* EXCERPT TO READ:
------------------------------------------------

Intelligent Design
Life Sciences
The Paradox of Biological Reproduction

In Plato’s Revenge: The New Science of the Immaterial Genome, David Klinghoffer quotes mathematical biologist Richard Sternberg explaining that the Levinthal paradox is that the “information output in a developed animal form exceeds the information present in the fertilized egg. Information transmission from egg to fully developed animal requires an external source of information to correct errors and an external channel of transmission.”
The back cover of the book states,
Recent findings reveal that genetic and even epigenetic sources alone cannot account for the rich dynamism of life — not even close. Some other informational source is required. The idea was anticipated 2,400 years ago in Plato’s Timaeus and periodically revisited in the ensuing centuries. Sidelined by scientific materialism, it is now reasserting itself on the strength of cutting-edge molecular biology, higher mathematics, and common-sense reasoning.
Well, I cannot contribute to the supporting cutting-edge molecular biology and although I am a mathematician I haven’t yet seen the higher mathematics, but I can offer some commonsense reasoning that helps understand why reproduction poses a paradox that does not seem to be solvable by materialistic science.
Self-Replicating Machines
My 2023 BioCosmos article, “Human-Engineered Self-Replicating Machines,” included the following paragraphs:
With all our advanced technology, we are not close to producing human-engineered self-replicating machines. This is significant because it is widely believed that the first self-replicators on Earth must have arisen through chance chemical processes — it being impossible to appeal to natural selection of replication errors before anything could self-replicate.
To better appreciate the enormous difficulties in designing such machines, and thus the difficulties in understanding how the first living things arose on Earth, let’s think about what would be required to build, say, a self-replicating “model T” car.
We know how to build a simple model T. Now let’s build a factory inside this car, so that it can produce model T cars automatically, and call the new car, with the model T factory inside, a “model U.” A car with an entire automobile factory inside, which never requires any human intervention, is far beyond our current technology, but it doesn’t seem impossible that future generations might be able to build a model U.

------------------------------------------------

* PROVIDED MATERIAL:
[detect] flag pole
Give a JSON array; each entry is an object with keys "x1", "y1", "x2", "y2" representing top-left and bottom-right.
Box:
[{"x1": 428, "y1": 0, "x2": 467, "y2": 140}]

------------------------------------------------

* TASKS TO COMPLETE:
1. In the essay on the paradox of biological reproduction, what name is given to a model T car with a model T factory built inside it?
2. Write a continuation of the essay on the paradox of biological reproduction, picking up after its final sentence.

* SOLVED TASKS:
1. A "model U."

2.
Of course, the model U cars are not self-replicators, because they can only construct simple model T’s. So let’s add more technology to this car so that it can build model U’s, that is, model T’s with car-building factories inside. This new “model V” car, with a fully automated factory inside capable of producing model U’s (which are themselves far beyond our current technology) would be unthinkably complex. But is this new model V now a self-replicator? No, because it only builds the much simpler model U. The model V species will become extinct after two generations, because their children will be model U’s, and their grandchildren will be infertile model T’s.
So back to work, and each time we add technology to this car, to move it closer to the goal of reproduction, we only move the goalposts, because now we have a more complicated car to reproduce. It seems that the new models would grow exponentially in complexity. And even if we were able to engineer self-replicating cars, it is hard to imagine that without any human maintenance these cars could keep reproducing themselves for more than a few generations before errors accumulate to the point that all replication halts.
And here we have ignored the very difficult question of where these cars get the raw materials they need to supply their factories.
Some will object here that the first living things may have been much simpler than self-replicating cars. It is widely believed that you only need to explain how very simple self-replicators could have arisen through chance chemical processes, because then natural selection of the resulting duplication errors could take over and explain how self-replicators far more complex than cars could have arisen. But even if we could explain the appearance of simple self-replicators, imagining trying to design self-replicating cars may help us appreciate the enormity of the difficulties facing any scientific explanation (let alone one which relies on replication errors) for the unimaginably complex self-replicators that we see everywhere in the living world.
“So What Is the Difference?”
The first reviewer of this article wrote, “It’s important to explain whether the infinite regress problem applies in the case of biology, and if it does, how life overcomes the problem.” The second reviewer similarly wrote, “As stated, the infinite regress problem appears to be intractable. However, this problem is clearly solved in all living systems. So what is the difference?” I could not really answer these questions.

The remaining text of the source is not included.